The exercise: Find every line in the items below that contains the word "jacket" and copy each of those lines.

The data:
******************************
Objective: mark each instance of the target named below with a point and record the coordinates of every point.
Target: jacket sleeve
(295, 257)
******************************
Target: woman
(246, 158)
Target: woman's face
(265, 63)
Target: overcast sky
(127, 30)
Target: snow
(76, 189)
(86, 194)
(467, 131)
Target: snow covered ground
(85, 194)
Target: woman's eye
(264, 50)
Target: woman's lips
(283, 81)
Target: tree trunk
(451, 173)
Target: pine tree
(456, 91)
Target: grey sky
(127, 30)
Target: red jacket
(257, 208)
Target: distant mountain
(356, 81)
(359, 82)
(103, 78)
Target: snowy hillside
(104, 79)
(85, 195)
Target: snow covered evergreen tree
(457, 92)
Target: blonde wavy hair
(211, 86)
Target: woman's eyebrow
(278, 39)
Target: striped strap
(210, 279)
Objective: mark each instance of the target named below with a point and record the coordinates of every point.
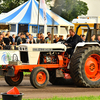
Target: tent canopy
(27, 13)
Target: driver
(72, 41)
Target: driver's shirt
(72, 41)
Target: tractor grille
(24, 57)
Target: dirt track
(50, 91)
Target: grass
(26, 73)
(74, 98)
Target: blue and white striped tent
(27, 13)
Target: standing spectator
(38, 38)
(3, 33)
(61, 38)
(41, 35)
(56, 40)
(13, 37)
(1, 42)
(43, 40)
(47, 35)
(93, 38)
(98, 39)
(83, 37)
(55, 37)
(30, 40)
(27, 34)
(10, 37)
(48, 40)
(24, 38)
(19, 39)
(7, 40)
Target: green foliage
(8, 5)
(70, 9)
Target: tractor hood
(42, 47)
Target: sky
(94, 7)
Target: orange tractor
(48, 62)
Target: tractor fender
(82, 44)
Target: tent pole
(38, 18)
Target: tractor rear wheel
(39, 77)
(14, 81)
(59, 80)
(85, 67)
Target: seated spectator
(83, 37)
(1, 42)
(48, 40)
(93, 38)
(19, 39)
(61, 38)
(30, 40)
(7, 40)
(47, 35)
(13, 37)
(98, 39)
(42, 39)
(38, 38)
******************************
Final result:
Target: jacket sleeve
Target: red jacket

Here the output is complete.